Todavía recuerdo, a finales de los años 50 del siglo pasado, haber acompañado a mi padre cuando llevó a mi tío Luis a conocer las cascadas. Todavía guardo una imagen nebulosa de la impresión que me provocó ver los chorros de agua deslizándose entre las rocas. Aunque siempre tuve la intención de regresar al sitio, fueron muchos años después, obligado por una entrevista de trabajo, que regresé a la población de El Salto, y me encontré con una raquítica cascada y un olor nauseabundo que agredía el sentido del olfato.
Ya desde ese tiempo, la contaminación del río Santiago se había convertido en tema de conversación, y aparecía, de manera recurrente, en las portadas de los diarios locales. Se hablaba entonces del efecto nocivo de las industrias ubicadas a lo largo de su ribera, que desfogaban ingentes cantidades de desechos tóxicos y minerales peligrosos en la cuenca del río. También de manera recurrente se escuchaban las declaraciones de los gobiernos federal y estatal sobre su deterioro, seguidas de las promesas de combatir su contaminación. Exabruptos verbales que nunca se materializaron en acciones concretas y efectivas; así, entre la verborrea de las autoridades, el río Santiago agonizaba inexorablemente.
La omisión gubernamental cobraría su primera víctima el 28 de enero de 2011, cuando el niño Miguel Ángel López Rocha falleció a consecuencia del cuadro infeccioso originado por su caída a las aguas contaminadas del Santiago. La tragedia fue acompañada por la reacción airada de los lugareños, que generó una oleada de indignación que culminó con una macrorrecomendación de la Comisión Estatal de Derechos Humanos (CEDH), que sacudió la apatía del entonces gobernador. Empero, al paso del tiempo, la amenaza criminal de la cuenca desapareció de los titulares de los diarios, y lo que es peor, de las preocupaciones de los jaliscienses.
La publicación de un estudio realizado en 2009 por la Universidad de San Luis Potosí, cuyas conclusiones señalaban que de una muestra de 330 niños, de seis poblaciones cercanas al río “más de 40 por ciento tenían padecimientos relacionados con enfermedades graves como cáncer, daño neurológico, en los riñones, así como alteraciones hematológicas impactantes”, y que desde entonces había permanecido oculto, provocó un airado desencuentro entre el gobierno estatal y la CEDH. En este contexto, las medidas cautelares a favor de los pobladores que la Comisión Interamericana de Derechos Humanos (CIDH) demandó a los gobiernos federal y estatal, representa una oportunidad para que “ahora sí”, tanto López Obrador como Alfaro, atiendan puntualmente y sin regateos las recomendaciones. De no hacerlo, ambos estarían incurriendo en una negligencia criminal.

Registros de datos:
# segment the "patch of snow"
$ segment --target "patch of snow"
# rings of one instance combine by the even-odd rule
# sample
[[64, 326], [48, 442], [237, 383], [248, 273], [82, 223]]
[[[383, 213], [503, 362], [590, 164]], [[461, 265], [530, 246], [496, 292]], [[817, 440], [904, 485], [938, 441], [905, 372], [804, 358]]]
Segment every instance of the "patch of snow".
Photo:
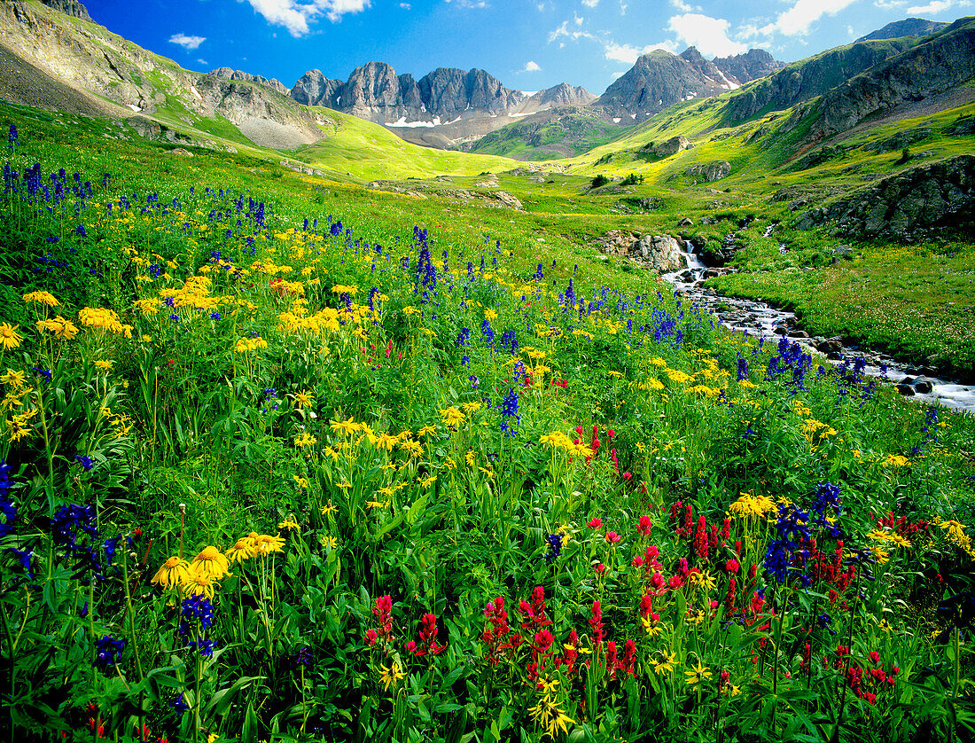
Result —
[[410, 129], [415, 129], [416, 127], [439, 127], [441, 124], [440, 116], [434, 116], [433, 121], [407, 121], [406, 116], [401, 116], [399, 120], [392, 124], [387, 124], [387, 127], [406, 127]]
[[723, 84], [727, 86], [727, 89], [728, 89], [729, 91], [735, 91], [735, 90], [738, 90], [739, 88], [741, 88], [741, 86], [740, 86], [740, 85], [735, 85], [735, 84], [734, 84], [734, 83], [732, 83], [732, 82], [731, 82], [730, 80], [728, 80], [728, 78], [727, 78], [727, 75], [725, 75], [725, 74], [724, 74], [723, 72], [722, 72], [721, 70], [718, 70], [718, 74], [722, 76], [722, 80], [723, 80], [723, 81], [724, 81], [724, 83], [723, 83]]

QUÉ SE PIDE. Reescribe el texto sobre el río Santiago desde "La omisión gubernamental" hasta "de los jaliscienses.", sustituyendo "tragedia" por "desgracia". Los registros provienen de una fuente distinta a la del texto.

RESPUESTA.
La omisión gubernamental cobraría su primera víctima el 28 de enero de 2011, cuando el niño Miguel Ángel López Rocha falleció a consecuencia del cuadro infeccioso originado por su caída a las aguas contaminadas del Santiago. La desgracia fue acompañada por la reacción airada de los lugareños, que generó una oleada de indignación que culminó con una macrorrecomendación de la Comisión Estatal de Derechos Humanos (CEDH), que sacudió la apatía del entonces gobernador. Empero, al paso del tiempo, la amenaza criminal de la cuenca desapareció de los titulares de los diarios, y lo que es peor, de las preocupaciones de los jaliscienses.